## What this task involves
How many lines in the rows below contain the word "wooden"? Reply with the number only.

## Source material
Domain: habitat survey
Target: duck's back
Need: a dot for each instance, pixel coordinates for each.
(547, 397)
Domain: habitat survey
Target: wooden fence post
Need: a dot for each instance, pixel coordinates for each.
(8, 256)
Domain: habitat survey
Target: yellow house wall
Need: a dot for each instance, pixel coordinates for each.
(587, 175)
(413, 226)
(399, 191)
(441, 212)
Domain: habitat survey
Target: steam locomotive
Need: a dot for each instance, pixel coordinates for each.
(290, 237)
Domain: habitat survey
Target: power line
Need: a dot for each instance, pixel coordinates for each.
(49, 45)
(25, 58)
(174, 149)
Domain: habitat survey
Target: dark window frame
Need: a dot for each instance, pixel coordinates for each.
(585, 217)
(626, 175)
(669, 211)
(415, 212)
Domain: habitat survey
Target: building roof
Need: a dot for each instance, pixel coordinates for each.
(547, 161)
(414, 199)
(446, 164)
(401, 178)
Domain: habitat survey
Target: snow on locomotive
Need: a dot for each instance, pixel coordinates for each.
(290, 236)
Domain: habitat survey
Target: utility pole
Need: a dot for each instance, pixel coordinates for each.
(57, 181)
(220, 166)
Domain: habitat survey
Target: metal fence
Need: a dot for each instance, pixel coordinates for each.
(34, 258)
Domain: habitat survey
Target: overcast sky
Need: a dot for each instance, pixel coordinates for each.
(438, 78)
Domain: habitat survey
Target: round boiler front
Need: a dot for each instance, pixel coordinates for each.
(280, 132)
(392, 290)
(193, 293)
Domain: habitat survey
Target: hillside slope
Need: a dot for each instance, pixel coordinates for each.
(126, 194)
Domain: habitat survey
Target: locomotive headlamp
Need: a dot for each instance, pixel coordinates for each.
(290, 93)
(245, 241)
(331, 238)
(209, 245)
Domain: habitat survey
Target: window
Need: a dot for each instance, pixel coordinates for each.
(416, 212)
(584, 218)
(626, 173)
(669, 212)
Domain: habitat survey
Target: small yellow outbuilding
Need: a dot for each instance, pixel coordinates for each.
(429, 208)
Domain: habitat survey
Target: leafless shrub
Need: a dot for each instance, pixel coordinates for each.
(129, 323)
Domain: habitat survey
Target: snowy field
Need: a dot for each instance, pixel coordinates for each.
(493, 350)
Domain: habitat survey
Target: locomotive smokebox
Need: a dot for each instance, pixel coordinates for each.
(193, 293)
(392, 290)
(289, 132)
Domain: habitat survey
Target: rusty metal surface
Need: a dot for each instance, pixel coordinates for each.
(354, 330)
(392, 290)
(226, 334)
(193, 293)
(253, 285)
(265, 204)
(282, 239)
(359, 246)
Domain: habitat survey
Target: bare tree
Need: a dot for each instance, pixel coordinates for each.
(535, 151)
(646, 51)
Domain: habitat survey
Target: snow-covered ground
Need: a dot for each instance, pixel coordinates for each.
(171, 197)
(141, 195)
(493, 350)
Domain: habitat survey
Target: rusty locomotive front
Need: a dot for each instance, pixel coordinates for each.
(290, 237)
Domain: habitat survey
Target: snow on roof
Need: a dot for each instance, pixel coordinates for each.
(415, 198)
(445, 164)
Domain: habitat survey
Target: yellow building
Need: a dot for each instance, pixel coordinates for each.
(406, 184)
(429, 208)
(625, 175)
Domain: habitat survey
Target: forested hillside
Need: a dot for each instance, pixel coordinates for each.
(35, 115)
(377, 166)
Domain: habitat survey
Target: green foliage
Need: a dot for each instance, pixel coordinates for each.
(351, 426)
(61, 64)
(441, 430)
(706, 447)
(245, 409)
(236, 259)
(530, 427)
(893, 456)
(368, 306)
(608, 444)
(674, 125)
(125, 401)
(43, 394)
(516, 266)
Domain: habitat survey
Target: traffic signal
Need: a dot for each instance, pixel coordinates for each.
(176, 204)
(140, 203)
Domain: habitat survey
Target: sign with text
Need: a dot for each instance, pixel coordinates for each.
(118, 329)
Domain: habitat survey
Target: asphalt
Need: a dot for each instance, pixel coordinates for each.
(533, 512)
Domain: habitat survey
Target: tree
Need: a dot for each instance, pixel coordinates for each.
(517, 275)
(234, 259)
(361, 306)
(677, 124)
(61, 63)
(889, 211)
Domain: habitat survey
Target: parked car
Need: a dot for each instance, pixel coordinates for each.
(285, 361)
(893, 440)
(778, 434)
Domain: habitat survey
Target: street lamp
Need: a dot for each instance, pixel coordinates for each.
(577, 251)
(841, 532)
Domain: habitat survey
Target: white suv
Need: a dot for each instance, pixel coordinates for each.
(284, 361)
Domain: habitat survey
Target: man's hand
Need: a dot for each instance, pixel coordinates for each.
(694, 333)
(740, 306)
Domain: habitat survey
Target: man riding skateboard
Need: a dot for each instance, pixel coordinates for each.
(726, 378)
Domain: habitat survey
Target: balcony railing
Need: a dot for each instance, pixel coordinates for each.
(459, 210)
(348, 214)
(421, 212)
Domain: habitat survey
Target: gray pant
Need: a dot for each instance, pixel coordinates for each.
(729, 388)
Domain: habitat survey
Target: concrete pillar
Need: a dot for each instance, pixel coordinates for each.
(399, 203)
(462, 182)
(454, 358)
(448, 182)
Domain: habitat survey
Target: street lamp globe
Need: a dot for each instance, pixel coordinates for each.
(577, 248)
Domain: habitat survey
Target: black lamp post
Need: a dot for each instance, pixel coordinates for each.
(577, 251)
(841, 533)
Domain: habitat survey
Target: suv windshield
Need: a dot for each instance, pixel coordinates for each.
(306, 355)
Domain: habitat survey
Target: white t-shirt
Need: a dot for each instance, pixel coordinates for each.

...

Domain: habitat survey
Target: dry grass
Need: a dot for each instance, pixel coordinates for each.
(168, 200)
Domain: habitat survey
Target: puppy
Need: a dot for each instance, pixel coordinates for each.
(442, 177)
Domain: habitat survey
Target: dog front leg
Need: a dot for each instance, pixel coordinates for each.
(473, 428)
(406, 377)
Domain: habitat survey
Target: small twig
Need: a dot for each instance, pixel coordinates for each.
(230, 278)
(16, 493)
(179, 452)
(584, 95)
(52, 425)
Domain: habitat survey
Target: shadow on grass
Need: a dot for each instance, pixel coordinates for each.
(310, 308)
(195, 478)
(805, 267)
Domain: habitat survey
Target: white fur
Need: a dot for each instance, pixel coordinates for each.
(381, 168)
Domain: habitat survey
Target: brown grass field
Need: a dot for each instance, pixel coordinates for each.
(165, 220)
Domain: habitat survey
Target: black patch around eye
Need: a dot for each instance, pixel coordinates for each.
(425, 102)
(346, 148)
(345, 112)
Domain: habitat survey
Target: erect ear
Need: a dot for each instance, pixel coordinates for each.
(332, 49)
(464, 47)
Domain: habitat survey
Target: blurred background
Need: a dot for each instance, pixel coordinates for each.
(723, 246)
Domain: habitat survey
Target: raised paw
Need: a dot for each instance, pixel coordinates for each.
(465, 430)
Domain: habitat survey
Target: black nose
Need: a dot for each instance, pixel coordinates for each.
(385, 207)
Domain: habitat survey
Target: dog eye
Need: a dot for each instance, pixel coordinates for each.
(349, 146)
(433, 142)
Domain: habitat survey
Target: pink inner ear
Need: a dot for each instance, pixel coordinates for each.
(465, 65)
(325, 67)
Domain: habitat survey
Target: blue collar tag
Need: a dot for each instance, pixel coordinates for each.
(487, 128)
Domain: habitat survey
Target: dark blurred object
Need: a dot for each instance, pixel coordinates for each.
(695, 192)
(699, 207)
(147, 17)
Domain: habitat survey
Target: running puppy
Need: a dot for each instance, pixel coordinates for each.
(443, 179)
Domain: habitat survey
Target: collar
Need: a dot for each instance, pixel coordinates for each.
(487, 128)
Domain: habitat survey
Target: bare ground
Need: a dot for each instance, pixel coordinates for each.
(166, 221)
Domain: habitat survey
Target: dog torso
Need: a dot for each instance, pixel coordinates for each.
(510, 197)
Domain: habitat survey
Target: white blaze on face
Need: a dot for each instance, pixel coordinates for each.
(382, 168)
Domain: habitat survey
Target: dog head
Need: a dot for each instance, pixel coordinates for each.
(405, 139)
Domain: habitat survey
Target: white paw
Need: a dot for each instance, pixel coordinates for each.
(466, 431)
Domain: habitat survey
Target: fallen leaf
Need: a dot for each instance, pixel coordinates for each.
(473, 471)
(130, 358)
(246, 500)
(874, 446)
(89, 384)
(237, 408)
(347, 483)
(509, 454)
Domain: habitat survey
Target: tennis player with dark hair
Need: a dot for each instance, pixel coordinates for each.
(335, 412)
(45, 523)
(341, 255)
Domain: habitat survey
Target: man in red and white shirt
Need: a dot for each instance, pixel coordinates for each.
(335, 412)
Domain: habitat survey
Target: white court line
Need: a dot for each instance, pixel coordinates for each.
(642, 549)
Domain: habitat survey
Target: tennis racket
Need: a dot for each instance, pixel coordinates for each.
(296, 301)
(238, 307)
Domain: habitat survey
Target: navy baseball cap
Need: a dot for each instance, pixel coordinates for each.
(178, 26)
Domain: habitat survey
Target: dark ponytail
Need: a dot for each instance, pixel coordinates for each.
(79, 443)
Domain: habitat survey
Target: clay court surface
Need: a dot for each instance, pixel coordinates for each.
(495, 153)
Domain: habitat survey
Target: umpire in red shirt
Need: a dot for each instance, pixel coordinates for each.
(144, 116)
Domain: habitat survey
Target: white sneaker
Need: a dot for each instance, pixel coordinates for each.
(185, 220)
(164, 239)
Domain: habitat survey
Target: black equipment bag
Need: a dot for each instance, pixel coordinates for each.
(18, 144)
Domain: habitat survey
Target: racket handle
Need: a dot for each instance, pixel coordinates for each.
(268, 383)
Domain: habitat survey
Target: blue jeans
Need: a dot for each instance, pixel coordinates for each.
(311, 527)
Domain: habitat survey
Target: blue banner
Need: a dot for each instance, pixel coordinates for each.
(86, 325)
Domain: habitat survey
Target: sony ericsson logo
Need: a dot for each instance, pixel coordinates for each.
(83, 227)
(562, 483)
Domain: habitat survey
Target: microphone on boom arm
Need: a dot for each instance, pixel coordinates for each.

==

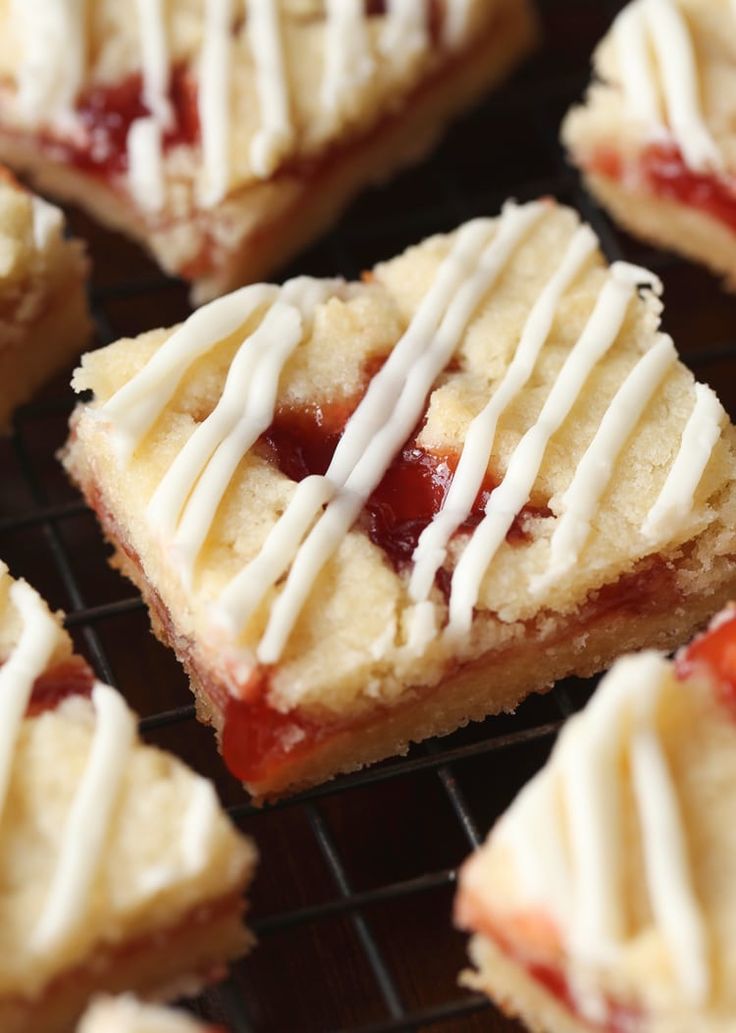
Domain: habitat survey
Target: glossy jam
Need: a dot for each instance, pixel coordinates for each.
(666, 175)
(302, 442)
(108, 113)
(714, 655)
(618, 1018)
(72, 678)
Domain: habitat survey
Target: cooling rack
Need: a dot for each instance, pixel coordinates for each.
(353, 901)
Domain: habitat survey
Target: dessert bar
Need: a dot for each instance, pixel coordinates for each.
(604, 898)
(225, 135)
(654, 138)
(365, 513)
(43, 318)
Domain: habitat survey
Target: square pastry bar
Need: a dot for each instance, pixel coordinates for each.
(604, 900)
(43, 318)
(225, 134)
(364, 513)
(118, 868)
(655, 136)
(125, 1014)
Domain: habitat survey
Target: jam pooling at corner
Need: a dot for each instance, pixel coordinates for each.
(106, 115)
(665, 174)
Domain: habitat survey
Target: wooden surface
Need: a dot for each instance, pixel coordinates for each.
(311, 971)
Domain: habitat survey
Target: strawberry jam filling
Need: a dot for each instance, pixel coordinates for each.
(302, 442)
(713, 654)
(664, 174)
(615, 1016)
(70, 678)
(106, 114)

## In response
2